What you are asked to do
Nothing outside the range is wanted. Repeat exactly the lines below from the one with "Target: curved glass facade" through the one with "Objective: locate each instance of the concrete".
= Beginning of Section =
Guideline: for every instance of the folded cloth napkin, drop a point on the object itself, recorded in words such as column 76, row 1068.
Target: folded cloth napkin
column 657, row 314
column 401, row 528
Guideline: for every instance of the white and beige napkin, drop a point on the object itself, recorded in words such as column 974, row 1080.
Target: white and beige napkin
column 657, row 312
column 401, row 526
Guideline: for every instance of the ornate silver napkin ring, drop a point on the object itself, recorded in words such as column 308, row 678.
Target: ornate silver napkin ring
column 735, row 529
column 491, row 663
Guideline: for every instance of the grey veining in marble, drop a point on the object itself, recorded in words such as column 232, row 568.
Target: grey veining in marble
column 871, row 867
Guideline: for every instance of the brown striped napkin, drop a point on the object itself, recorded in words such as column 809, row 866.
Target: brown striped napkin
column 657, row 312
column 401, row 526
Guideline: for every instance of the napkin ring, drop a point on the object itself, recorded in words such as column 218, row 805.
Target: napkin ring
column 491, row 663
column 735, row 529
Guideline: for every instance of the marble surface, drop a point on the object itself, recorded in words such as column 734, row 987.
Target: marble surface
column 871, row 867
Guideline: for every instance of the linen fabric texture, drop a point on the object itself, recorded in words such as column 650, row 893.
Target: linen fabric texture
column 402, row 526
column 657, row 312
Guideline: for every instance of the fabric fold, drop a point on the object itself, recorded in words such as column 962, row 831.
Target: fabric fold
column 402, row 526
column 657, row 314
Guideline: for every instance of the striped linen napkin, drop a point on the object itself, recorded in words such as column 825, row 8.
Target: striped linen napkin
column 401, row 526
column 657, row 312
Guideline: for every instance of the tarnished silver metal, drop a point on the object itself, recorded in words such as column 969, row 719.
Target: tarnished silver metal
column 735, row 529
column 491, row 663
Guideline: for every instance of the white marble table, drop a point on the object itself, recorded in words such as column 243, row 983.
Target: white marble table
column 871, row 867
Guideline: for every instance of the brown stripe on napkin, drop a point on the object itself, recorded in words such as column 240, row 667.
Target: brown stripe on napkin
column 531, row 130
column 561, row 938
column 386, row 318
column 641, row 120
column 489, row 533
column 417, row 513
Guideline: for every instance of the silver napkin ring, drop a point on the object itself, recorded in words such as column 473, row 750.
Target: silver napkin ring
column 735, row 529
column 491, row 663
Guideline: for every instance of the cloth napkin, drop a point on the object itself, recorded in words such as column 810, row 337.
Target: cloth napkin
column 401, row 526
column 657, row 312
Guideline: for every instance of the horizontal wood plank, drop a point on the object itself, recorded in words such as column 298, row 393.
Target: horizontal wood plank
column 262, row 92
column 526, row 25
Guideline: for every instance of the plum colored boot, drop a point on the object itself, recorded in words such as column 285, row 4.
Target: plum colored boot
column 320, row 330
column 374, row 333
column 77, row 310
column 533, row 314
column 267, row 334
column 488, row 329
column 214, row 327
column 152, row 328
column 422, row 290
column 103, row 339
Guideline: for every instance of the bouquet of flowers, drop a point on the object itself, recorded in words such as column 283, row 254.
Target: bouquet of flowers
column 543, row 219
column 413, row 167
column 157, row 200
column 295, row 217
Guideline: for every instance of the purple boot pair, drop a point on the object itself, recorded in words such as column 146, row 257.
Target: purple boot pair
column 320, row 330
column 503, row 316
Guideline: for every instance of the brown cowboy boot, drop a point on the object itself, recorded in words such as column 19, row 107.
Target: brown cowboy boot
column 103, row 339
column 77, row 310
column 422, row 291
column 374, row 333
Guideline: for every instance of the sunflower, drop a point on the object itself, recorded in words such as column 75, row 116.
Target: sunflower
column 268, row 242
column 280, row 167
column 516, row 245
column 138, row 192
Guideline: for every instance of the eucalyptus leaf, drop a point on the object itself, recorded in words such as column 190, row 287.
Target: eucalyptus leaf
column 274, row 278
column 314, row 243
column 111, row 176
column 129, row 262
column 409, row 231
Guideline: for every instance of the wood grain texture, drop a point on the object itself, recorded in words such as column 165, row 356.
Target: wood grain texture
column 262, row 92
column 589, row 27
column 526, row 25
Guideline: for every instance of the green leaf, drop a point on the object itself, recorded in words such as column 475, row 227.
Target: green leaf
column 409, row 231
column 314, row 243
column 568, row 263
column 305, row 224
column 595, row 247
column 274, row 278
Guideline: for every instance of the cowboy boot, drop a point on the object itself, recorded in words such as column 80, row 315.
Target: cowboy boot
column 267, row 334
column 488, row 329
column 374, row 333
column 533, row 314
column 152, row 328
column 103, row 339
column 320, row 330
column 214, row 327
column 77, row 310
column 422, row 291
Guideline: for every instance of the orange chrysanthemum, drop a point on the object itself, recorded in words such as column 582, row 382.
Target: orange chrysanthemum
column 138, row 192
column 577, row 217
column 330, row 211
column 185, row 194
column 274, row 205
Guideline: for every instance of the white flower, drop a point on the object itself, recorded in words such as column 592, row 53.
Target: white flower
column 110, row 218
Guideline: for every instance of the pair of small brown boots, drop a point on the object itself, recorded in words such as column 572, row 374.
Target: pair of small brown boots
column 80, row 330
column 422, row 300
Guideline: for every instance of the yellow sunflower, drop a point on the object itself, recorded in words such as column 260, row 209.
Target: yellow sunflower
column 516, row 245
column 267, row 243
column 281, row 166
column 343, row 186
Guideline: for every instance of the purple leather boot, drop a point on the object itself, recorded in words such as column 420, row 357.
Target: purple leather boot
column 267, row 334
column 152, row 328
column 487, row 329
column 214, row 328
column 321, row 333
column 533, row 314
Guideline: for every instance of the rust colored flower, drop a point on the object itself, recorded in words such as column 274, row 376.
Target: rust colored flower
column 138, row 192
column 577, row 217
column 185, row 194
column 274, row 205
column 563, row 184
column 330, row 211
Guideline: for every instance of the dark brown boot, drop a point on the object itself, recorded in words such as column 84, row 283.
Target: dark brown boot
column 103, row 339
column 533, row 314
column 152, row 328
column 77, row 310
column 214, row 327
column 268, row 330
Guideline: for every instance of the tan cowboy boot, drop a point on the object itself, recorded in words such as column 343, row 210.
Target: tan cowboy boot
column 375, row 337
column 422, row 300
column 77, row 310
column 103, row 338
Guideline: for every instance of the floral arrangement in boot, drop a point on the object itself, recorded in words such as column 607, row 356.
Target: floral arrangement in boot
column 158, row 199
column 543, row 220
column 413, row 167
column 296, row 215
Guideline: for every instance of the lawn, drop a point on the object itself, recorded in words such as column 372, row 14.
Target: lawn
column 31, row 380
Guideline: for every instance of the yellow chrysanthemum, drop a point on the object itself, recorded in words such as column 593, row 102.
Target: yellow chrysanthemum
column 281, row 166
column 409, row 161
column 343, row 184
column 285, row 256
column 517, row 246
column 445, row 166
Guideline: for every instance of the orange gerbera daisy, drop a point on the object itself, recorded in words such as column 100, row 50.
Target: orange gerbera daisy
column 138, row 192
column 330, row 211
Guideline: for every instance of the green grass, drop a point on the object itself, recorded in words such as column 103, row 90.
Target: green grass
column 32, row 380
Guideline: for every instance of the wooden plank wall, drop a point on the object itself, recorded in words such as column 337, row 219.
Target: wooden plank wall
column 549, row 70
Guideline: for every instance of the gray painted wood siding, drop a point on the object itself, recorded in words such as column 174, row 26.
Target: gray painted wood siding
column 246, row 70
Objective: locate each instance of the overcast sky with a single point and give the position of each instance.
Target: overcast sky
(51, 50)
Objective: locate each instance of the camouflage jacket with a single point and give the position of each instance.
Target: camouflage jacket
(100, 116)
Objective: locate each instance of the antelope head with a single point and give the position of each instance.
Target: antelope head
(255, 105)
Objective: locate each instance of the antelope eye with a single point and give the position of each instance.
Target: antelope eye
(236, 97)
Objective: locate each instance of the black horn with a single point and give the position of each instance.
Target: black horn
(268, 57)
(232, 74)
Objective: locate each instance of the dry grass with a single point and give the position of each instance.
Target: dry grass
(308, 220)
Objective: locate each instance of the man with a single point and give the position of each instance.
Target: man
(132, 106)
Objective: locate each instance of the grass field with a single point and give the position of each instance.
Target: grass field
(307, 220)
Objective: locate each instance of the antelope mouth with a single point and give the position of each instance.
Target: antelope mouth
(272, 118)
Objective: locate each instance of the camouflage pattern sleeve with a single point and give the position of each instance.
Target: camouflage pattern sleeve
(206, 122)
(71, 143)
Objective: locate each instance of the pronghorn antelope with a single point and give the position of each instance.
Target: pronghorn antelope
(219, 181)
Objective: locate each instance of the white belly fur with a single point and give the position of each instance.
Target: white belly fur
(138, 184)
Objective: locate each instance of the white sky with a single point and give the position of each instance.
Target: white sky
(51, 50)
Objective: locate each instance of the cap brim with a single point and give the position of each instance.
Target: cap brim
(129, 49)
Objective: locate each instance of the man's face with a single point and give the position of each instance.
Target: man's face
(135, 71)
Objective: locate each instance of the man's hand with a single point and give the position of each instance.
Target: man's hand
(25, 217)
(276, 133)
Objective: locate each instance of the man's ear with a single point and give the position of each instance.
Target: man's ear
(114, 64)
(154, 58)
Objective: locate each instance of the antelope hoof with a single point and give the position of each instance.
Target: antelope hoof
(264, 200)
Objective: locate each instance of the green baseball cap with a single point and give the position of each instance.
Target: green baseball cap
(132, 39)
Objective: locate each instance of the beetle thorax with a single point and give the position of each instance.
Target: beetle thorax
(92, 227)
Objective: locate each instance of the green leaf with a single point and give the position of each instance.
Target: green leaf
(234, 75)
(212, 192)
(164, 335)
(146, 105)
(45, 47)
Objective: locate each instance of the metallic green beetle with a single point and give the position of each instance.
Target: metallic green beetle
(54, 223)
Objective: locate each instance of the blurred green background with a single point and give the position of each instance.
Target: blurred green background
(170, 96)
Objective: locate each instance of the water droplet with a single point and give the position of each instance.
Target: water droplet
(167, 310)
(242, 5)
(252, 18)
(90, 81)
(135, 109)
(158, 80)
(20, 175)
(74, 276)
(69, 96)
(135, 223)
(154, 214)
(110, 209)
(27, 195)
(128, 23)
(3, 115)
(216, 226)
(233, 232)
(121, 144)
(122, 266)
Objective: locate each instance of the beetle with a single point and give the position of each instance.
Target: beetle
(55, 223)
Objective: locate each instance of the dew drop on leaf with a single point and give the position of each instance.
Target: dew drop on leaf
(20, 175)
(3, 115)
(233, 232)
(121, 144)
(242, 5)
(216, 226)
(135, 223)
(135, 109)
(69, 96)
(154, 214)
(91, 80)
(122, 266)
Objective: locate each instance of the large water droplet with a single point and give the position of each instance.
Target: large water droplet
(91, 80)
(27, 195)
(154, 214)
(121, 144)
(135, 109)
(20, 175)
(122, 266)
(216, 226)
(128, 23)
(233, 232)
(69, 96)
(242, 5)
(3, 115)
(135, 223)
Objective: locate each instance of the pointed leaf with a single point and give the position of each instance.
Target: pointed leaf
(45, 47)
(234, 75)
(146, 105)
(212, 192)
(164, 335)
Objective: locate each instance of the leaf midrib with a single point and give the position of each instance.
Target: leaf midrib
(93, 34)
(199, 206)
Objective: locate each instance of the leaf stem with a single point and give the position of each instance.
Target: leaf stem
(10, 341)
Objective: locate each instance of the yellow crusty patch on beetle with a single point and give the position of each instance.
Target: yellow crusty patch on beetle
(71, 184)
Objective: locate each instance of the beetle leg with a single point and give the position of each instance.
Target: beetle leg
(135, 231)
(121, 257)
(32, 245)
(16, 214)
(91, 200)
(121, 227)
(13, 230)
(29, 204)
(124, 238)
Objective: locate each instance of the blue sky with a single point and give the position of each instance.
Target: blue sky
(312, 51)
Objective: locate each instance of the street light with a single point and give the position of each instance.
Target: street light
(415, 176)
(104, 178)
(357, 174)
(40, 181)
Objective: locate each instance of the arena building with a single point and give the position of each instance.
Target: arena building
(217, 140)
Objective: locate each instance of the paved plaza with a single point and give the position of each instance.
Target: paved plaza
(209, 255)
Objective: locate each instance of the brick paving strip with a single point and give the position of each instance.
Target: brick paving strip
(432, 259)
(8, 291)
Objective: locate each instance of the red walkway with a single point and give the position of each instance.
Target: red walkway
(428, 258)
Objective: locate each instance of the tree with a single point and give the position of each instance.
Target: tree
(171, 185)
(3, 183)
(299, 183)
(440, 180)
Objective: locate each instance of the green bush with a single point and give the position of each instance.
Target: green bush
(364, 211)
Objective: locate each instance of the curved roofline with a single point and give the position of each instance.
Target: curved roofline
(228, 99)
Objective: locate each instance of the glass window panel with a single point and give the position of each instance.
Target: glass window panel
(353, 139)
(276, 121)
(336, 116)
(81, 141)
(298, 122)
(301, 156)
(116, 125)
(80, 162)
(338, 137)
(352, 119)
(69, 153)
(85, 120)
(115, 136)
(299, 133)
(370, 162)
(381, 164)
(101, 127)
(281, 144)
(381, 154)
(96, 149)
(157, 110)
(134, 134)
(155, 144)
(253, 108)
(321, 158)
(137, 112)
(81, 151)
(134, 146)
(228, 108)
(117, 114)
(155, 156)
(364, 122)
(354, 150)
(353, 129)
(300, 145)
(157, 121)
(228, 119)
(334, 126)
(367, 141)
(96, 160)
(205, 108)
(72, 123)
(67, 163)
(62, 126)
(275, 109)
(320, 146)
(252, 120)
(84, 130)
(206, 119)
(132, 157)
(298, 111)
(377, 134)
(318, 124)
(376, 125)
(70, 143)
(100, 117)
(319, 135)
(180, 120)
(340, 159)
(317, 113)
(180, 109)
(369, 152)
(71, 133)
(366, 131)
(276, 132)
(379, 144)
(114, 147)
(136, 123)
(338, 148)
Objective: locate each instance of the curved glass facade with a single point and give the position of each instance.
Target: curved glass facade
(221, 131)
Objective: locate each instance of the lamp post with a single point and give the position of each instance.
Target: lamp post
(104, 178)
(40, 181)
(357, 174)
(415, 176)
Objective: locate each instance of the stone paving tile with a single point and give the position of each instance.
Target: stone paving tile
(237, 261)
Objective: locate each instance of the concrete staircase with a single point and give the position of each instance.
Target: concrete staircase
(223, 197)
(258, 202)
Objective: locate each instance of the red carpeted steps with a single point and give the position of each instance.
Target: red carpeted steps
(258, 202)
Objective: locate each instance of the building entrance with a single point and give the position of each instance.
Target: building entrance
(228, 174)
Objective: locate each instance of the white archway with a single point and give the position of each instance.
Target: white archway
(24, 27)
= End of Section =
Task result
Target: curved glass facade
(221, 131)
Objective: locate each instance of the lamp post with a single point and give the position of each instance.
Target: lamp post
(104, 178)
(40, 181)
(357, 174)
(415, 176)
Objective: locate each instance of the stone paving tile with a single point and give the position of each instance.
Target: stone paving tile
(237, 261)
Objective: locate each instance of the concrete staircase with a single point and give the position of each instance.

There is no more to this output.